**Texte fourni**
-*-*-

Cour pénale internationale: élection du prochain procureur sur fond de controverses

La procureure de la CPI, Fatou Bensouda, lors d'une conférence de presse à Kinshasa, le 3 mai 2018, en RDC - AFP/Archives

[Tract] – Les 123 pays membres de la Cour pénale internationale (CPI) ont commencé vendredi à voter à bulletins secrets à l’ONU à New York pour élire leur prochain procureur général, un poste exposé qui vaut à la titulaire actuelle d’être sous sanctions américaines.

Source Courrier International avec AFP

 

Quatre candidats masculins européens – un Britannique, un Irlandais, un Espagnol et un Italien – sont en lice afin de succéder à la procureure générale sortante, la Gambienne Fatou Bensouda, qui a mené des enquêtes controversées, notamment sur le conflit israélo-palestinien ou encore l’Afghanistan.

Il faut une majorité absolue de 62 voix pour l’emporter. L’ONU compte 193 membres au total mais plusieurs d’entre eux ne sont pas membres de la CPI, comme les Etats-Unis ou Israël.

© AFP/Archives
Le Britannique Karim Khan, le 27 juillet 2019 à Bagdad

Le Britannique Karim Khan est un avocat spécialiste des droits humains. Il a récemment dirigé une enquête spéciale de l’ONU sur les crimes du groupe Etat islamique et appelé à des procès semblables à celui qu’ont connu les dirigeants nazis à Nuremberg.

 

 

 

© POOL/AFP/Archives
L’avocat irlandais Fergal Gaynor à la CPI, le 8 octobre 2014 à La Haye

L’Irlandais Fergal Gaynor a pour sa part déjà représenté des victimes de crimes à la CPI, notamment dans le cadre de l’enquête sur la guerre en Afghanistan ainsi que dans une affaire contre le président kényan Uhuru Kenyatta.

 

 

 

© AFP/Archives
L’Espagnol Carlos Castresana en juillet 2010 à Guatemala

L’Espagnol Carlos Castresana est un juge qui a dirigé dans sa carrière un groupe onusien sur la lutte contre la criminalité et la corruption au Guatemala mais a démissionné en 2010, se disant victime d' »attaques systémiques » de fonctionnaires avides de pouvoir.

-*-*-

**Enregistrements de données**
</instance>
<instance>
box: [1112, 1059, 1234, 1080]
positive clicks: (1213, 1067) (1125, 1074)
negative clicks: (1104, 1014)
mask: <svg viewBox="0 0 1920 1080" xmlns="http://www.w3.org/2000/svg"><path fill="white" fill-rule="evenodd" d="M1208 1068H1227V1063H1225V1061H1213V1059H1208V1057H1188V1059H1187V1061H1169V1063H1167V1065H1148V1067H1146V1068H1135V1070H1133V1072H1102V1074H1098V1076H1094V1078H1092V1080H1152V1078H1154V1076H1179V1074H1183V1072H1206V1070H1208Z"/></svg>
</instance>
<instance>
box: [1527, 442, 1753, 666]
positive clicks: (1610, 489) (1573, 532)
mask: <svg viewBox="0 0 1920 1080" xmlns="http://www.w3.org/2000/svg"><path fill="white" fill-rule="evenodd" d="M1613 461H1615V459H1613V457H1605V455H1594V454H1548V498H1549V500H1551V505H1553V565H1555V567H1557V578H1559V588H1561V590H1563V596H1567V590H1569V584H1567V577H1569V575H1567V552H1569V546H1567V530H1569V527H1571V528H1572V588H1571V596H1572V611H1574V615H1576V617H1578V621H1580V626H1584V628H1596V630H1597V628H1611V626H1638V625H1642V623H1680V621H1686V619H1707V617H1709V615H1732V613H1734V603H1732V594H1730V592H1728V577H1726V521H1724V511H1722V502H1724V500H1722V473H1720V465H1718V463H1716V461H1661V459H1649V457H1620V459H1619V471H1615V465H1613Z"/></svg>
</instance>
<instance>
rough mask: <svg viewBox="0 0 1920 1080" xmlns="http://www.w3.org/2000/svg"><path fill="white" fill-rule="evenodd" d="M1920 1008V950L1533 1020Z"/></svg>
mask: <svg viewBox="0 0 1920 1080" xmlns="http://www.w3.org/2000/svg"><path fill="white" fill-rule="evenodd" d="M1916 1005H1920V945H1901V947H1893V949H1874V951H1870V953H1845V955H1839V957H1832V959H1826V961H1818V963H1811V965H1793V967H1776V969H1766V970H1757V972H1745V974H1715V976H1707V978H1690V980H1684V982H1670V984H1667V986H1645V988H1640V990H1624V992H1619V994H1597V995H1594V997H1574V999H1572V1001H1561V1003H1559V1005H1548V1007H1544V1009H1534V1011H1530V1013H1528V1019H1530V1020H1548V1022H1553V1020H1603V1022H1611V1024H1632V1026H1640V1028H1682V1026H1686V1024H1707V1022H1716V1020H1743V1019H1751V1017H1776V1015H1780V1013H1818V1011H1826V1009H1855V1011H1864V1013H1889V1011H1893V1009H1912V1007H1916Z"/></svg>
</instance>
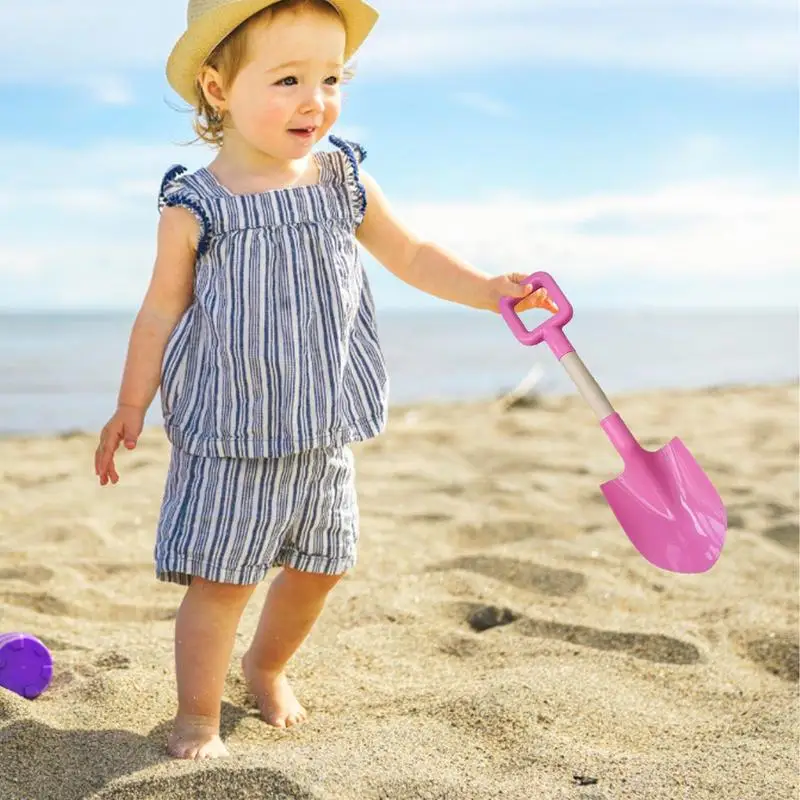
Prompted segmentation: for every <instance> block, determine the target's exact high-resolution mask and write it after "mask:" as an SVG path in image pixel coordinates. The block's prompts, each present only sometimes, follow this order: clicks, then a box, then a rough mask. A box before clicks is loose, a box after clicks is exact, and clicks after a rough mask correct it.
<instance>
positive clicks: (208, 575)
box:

-*-*-

**Tâches à réaliser**
1 > Dites si chacune des affirmations suivantes concorde avec l’article sur l’élection du procureur de la CPI, en répondant par oui ou par non et en citant mot pour mot le passage qui tranche. (a) Un candidat doit obtenir au moins 62 voix pour être élu. (b) Les États-Unis font partie des pays membres de la CPI. (c) Carlos Castresana est un avocat spécialiste des droits humains.
2 > Rédigez la suite de l’article sur l’élection du procureur de la CPI, en reprenant après sa dernière phrase.

**Liste des réponses**
1 >
(a) Oui : « Il faut une majorité absolue de 62 voix pour l’emporter. »
(b) Non : « plusieurs d’entre eux ne sont pas membres de la CPI, comme les Etats-Unis ou Israël. »
(c) Non : « L’Espagnol Carlos Castresana est un juge »

2 >
 

 

Enfin, l’Italien Francesco Lo Voi, procureur, a quant à lui traité d’affaires contre la mafia italienne et un important réseau de passeurs de clandestins.

Malgré plusieurs tentatives ces dernières semaines, les Etats membres de la CPI ne sont pas parvenus à un consensus pour cette nomination, n’ayant eu d’autre choix que de recourir à un vote.

Le poste est à pourvoir à partir du 16 juin et le mandat du procureur est de neuf ans. La CPI est basée à La Haye.

Celui qui doit devenir le troisième procureur de la Cour depuis sa création en 2002 aura en charge des dossiers volumineux et des affaires complexes, dans un tribunal dont la légitimité est en permanence remise en cause.

© AFP/Archives
Le procureur italien Francesco Lo Voi en juillet 2019 à Palerme

« Il y a beaucoup d’endroits dans le monde où la Cour pourrait agir », estime toutefois un ambassadeur sous couvert d’anonymat, en espérant que l’élection ne prendra pas plusieurs jours. C’est « une institution jeune » et « nous n’avons pas besoin de moins (de justice internationale) mais de davantage » de mise en responsabilité, ajoute-t-il.

 

Sanctions « inacceptables »

 

Les premières responsabilités du nouveau procureur consisteront à décider des prochaines étapes de l’enquête sur les crimes de guerre en Afghanistan et de l’enquête particulièrement controversée sur le conflit israélo-palestinien de 2014 à Gaza.

L’an dernier, l’administration de l’ex-président républicain américain, Donald Trump, avait pris pour cible Fatou Bensouda et un autre haut responsable de la CPI, leur imposant des sanctions, notamment une interdiction de voyager et un gel de leurs avoirs, en raison d’une enquête sur des crimes de guerre américains présumés en Afghanistan.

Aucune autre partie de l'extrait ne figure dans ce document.